* Start Material for this task *
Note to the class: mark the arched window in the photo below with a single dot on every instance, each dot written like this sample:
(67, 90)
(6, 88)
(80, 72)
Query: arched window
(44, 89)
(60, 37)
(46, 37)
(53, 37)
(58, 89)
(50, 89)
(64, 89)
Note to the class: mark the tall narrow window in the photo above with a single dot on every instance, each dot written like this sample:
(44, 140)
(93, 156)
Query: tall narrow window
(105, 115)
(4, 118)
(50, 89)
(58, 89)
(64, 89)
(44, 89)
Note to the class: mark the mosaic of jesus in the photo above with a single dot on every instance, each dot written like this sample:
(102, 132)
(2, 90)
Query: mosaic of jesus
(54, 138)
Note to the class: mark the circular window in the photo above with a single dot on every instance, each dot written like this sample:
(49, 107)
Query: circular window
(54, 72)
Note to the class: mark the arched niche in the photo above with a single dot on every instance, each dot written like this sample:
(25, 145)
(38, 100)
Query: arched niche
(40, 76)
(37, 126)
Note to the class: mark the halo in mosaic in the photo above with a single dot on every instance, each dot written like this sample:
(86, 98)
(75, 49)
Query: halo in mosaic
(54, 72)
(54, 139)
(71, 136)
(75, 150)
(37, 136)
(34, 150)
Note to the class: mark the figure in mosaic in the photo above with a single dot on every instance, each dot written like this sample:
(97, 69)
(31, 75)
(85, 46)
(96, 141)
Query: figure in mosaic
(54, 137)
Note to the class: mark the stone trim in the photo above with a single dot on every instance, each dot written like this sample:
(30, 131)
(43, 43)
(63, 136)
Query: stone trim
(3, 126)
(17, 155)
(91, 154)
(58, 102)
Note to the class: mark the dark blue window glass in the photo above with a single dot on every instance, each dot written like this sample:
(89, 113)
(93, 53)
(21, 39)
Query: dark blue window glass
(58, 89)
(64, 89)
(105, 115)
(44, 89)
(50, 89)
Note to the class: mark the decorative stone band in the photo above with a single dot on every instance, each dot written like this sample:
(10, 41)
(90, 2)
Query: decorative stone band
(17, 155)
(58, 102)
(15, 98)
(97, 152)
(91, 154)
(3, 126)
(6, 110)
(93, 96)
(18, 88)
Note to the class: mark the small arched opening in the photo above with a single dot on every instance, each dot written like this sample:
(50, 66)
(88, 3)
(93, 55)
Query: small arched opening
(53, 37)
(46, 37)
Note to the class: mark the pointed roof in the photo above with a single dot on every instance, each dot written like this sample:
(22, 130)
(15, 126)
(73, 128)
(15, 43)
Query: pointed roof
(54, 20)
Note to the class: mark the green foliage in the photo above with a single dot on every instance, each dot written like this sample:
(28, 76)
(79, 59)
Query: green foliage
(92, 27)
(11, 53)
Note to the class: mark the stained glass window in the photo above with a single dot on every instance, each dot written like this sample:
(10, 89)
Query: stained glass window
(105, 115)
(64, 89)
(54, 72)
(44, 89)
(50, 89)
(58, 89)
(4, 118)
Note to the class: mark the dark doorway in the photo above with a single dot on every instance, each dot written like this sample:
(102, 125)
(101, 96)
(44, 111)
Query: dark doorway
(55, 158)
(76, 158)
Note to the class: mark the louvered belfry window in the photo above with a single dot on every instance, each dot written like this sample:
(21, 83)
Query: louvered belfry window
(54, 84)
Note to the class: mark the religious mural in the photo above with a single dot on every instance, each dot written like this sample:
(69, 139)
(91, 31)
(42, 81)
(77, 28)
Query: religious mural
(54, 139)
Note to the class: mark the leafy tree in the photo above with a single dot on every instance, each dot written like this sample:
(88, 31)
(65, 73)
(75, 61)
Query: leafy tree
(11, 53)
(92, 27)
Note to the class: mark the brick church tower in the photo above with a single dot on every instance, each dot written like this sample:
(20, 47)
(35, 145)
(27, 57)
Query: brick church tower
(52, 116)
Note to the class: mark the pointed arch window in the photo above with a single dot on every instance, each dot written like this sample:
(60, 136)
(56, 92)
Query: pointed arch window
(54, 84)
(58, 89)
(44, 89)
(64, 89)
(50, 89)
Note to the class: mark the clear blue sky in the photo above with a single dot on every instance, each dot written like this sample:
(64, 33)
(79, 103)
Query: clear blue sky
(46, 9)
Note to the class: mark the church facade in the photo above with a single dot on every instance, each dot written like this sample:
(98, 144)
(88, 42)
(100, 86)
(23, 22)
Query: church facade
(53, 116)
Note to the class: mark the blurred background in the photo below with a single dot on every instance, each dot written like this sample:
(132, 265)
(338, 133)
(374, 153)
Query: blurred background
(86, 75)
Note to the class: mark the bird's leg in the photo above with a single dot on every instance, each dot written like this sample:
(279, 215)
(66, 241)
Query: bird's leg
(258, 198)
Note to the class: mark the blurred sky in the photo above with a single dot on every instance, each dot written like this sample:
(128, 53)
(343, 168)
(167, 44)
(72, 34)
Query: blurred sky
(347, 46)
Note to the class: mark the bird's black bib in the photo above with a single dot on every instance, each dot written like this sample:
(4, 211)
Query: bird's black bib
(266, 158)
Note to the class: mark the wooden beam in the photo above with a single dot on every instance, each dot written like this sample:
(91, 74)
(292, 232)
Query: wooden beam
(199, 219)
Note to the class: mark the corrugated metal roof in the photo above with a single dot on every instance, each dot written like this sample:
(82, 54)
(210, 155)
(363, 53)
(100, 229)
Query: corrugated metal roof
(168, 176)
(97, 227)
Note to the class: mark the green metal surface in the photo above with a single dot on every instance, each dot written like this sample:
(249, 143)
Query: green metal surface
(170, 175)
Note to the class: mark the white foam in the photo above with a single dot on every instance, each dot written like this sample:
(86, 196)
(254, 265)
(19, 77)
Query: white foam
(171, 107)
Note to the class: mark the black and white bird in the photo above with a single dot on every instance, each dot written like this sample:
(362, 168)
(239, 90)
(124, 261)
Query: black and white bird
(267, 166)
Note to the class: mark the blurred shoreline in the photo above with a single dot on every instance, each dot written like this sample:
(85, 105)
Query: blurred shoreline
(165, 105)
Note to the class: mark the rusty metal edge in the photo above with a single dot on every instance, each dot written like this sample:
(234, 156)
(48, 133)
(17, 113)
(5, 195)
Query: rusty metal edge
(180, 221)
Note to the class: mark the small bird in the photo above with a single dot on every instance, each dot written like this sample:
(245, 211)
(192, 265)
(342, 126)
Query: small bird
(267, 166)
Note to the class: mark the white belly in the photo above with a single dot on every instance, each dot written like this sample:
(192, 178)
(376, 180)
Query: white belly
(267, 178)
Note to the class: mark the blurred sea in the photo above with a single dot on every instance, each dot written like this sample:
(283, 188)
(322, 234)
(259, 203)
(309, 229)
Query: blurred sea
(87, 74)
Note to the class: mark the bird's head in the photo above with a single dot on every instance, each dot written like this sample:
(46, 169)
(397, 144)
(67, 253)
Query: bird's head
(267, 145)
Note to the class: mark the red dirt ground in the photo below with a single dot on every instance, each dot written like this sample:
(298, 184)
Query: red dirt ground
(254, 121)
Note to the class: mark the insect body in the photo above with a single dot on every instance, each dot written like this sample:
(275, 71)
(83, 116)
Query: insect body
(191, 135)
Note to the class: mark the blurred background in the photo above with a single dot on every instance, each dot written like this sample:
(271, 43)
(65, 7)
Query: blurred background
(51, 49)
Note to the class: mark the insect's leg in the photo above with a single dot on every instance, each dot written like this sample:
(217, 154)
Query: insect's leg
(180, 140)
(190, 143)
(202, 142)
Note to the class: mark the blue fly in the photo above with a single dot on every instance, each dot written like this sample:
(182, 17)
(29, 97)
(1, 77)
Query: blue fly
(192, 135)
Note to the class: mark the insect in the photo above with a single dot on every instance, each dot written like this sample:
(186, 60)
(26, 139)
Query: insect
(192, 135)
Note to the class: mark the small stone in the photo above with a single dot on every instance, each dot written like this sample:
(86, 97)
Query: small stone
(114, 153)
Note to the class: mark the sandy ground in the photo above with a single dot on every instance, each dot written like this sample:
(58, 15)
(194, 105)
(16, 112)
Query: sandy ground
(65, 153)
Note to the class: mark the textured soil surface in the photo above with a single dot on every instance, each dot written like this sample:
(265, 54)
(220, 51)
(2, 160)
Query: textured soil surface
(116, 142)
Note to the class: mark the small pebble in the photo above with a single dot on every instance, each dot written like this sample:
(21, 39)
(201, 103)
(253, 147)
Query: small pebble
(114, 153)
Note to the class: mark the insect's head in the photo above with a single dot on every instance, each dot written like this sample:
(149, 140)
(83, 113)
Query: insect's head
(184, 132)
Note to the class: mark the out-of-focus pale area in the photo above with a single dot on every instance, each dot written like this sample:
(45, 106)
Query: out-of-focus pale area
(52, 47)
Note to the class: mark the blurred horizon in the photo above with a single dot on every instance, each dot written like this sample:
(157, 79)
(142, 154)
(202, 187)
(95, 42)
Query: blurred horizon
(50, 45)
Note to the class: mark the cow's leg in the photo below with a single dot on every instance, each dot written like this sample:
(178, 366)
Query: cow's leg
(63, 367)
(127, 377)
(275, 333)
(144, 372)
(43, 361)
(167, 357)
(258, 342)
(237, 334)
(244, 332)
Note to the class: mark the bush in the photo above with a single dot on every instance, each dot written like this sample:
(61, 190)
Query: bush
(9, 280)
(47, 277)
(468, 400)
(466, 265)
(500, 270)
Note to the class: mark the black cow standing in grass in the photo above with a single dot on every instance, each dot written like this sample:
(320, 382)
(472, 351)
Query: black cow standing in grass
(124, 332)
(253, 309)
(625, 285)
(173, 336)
* End Material for this task *
Problem details:
Starting at the line that contains "Note to the class: mark the black cow" and continuing through the end of the items, reproduce those lines but substitute "pasture" for "grass" wherever it occurs, changing nothing else.

Answer below:
Note to the class: mark the black cow standing in pasture in the photo above with a single dot on every instance, each dot written like this sample:
(320, 382)
(472, 351)
Query: black cow standing in pasture
(124, 332)
(253, 309)
(625, 285)
(173, 336)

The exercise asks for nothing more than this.